EXERCICE COURT 1 =
Exprimez les lignes de toutes les entrées de libellés de points d'objets sous forme de liste JSON de chaînes, avec une chaîne par ligne et sans les lignes vides. Laissez les images hors de la réponse.

EXTRAIT CHOISI =
Au commencement était Adam. Famille du nom de Kesher. Puis, comme un animal hermaphrodite capable de se féconder tout seul, le groupe lâche ses side-projects dans la nature ; Beat Mark, le dernier en date, sorte de faux pendant indé lo-fi. Entre Adam et Mark, il y a Gaëtan Didelot, guitariste à plusieurs mains et, de Kesher au Beat, il n’y a qu’un pas. Que je franchis, après l’avoir tapé sur le plancher pour battre le pouls. Adam Kesher, ce soir-là, pour discuter, en vrac, de cette volonté d’y rebondir, d’être plusieurs en un, de gimmicks et de sexe avec la guitare.

C’était Arthur Peschaud (Pan European) qui me disait, à propos de Phoenix, qu’ils avaient un sens certain du gimmick, un savoir-faire imparable, mais que leur musique avait plus tendance à éveiller les ardeurs de Danoises en boots qu’à effleurer sa sensibilité. Sens du gimmick, Danoises en boots, probable imperméabilité ; c’est à peu près ces trois images qui peuvent interagir face au cas Adam Kesher, face à cette efficacité musicale tape-à-l’oreille, fraîche et brûlante à la fois, combustible comme deux corps adolescents qui se frottent. Oui, Adam Kesher, miroir, boule à facette, vise le tout juste post-pubère qui bouge toujours en nous, avec pour seul coupable le plaisir. Il faut appréhender pleinement cette idée de « chic à la française » pour en venir presque à se sentir étranger dans son propre pays ; échanger la place avec les Danoises, enfiler les boots – littéralement « walking in their shoes ». Il y a des groupes comme ça, qu’on comprend mieux quand on ne parle pas la même langue qu’eux.

4 février 2011, quelques minutes après qu’Adam Kesher ait fait claquer le plancher de Noisiel avec sa dizaine de tubes, et que le beat ait inscrit sur les visages des sourires bon enfant, le guitariste était apparu dans son plus simple appareil – un mur recouvert de pandas zombies derrière lui. Gaëtan Didelot donc, enchanté. A la fois Adam Kesher, A Fight For Love, Beat Mark et plus si affinités, Gaëtan voit large en dissociant bien les uns des autres, avec le juste recul pour éviter l’éparpillement. Plutôt que de changer l’orientation d’un groupe pour qu’il renaisse comme le phoenix (public joke), autant en fonder parallèlement un autre ; une façon de faire écho aux multiples « moi » qui se cachent et/ou se bousculent à l’intérieur d’une seule et même entité, voire d’aborder sainement sa schizophrénie – aussi minime soit-elle.

EXERCICE COURT 2 =
D'après l'extrait choisi, pourquoi fonder un autre groupe en parallèle plutôt que de changer l'orientation d'un groupe ? Répondez en une à trois phrases.

Libellés de points d'objets =
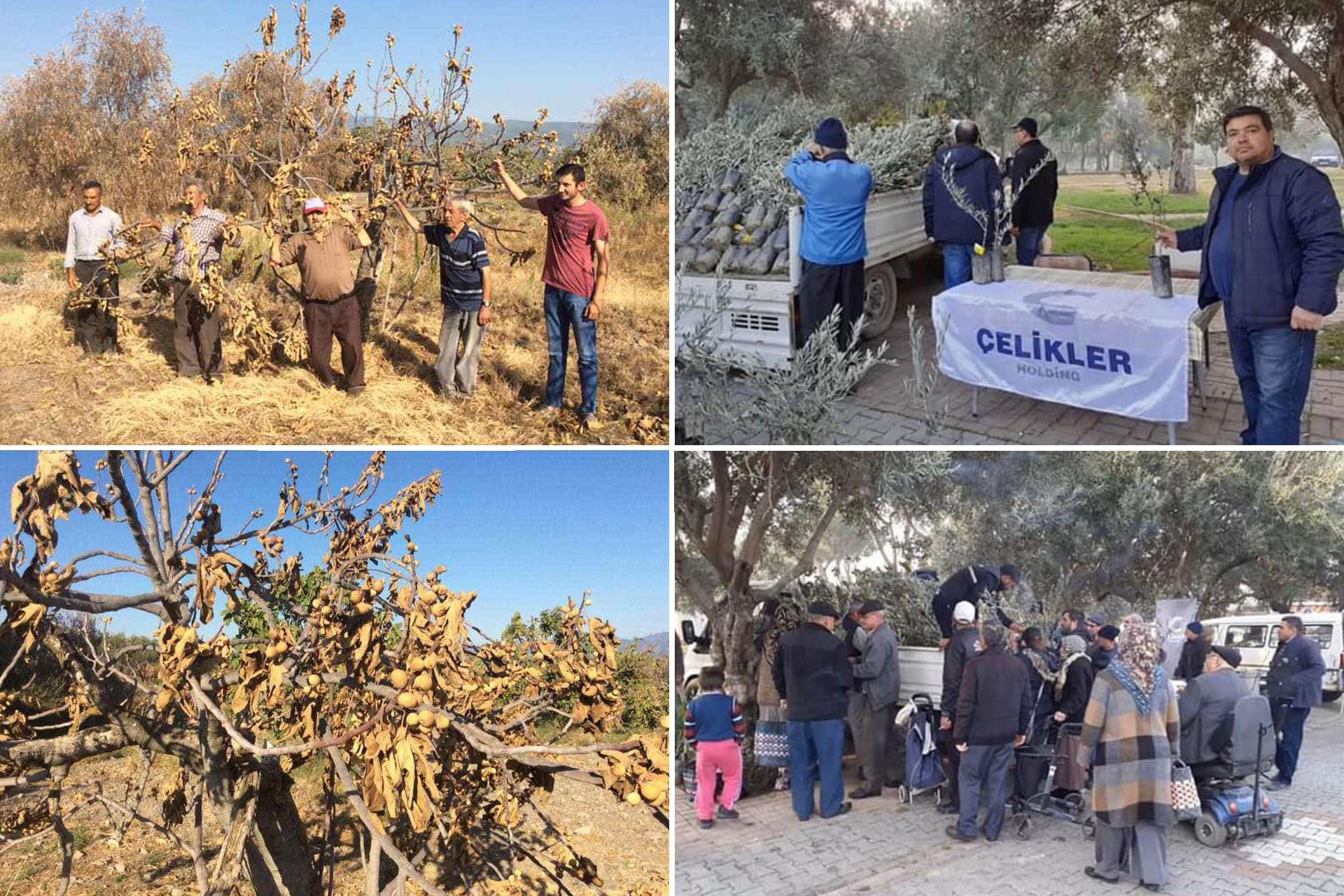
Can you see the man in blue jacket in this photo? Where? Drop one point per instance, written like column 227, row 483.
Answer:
column 976, row 172
column 1273, row 248
column 835, row 190
column 1294, row 687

SOLUTION 1 =
[
  "Can you see the man in blue jacket in this photo? Where? Drop one point per instance, written like column 227, row 483.",
  "Answer:",
  "column 976, row 172",
  "column 1273, row 248",
  "column 835, row 190",
  "column 1294, row 687"
]

SOLUTION 2 =
Fonder parallèlement un autre groupe permet de faire écho aux multiples « moi » qui se cachent ou se bousculent à l'intérieur d'une seule et même entité. C'est aussi une manière d'aborder sainement sa schizophrénie, aussi minime soit-elle.